◆ **Task**
Rewrite every line of the data below, requests included, scaling each point coordinate in the answers by 1.25 and rounding to whole numbers, with halves rounded up. Leave the pictures out of your answer.

◆ **Information given**
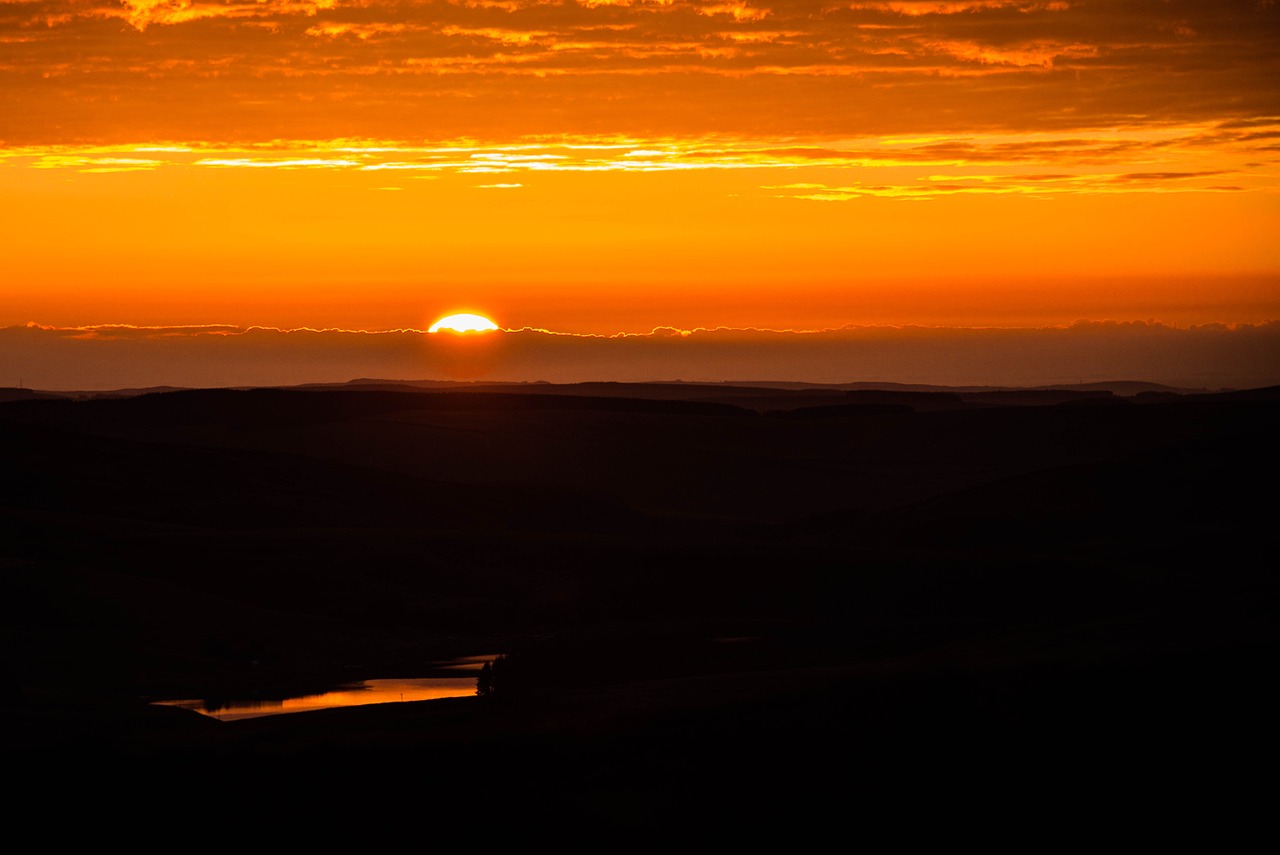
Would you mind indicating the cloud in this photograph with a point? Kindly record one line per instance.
(401, 69)
(105, 357)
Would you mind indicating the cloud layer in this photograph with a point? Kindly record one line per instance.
(234, 71)
(112, 357)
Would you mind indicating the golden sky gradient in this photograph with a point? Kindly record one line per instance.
(616, 165)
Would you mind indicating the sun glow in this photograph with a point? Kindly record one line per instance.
(464, 324)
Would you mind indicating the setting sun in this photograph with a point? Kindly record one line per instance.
(464, 324)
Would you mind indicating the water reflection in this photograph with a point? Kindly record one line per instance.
(357, 694)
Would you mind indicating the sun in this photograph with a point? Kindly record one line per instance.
(464, 324)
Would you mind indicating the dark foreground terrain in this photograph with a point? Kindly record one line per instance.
(741, 607)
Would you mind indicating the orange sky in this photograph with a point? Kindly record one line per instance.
(615, 165)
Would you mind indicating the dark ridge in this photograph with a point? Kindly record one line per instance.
(842, 411)
(275, 407)
(12, 393)
(918, 401)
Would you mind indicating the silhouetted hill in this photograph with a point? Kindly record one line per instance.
(901, 580)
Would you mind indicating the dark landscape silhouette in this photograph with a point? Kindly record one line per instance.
(699, 590)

◆ **Solution**
Would you mind indicating the cloud in this photograph with a point? Kindly record one line per instance.
(501, 86)
(131, 446)
Would you mind indicating the cloud layer in this photograph with a point? Kindly record one line per instance.
(293, 89)
(140, 446)
Would you mind indicating the golden sky gradient in this photograph with a point? Kindly record one line per instance.
(770, 206)
Would you mind indicating the sun glow in this photograph with a point? Kindly record one line per instance.
(580, 405)
Would you mind indicating the setting sun in this photograph with a point? Kindly record one line per instance.
(580, 405)
Would you mind indicating the water reflection in this photograph with a point? Kindly record one line per instance.
(446, 868)
Would you mind indicating the sun in this photograph with a point? Kindly record one line per instance.
(580, 405)
Would you mind indicating the dark foreground terrain in this photograph with a point? Kindly record one line per instance.
(926, 759)
Would you mind indicating the orange sky in this photograph with a point? Kindly record one line per instance.
(769, 206)
Would you mind indicating the dark ridge in this photograph with a point? Kindly record one line per instance.
(1053, 514)
(344, 509)
(15, 491)
(1148, 501)
Would you mind indicating the silhouetted hill in this photograph with a point? Kindly record one line per instance.
(1126, 725)
Would you mind indicating the dark landscape silhouette in this photograph with a point? Kindly record one line per instance.
(874, 738)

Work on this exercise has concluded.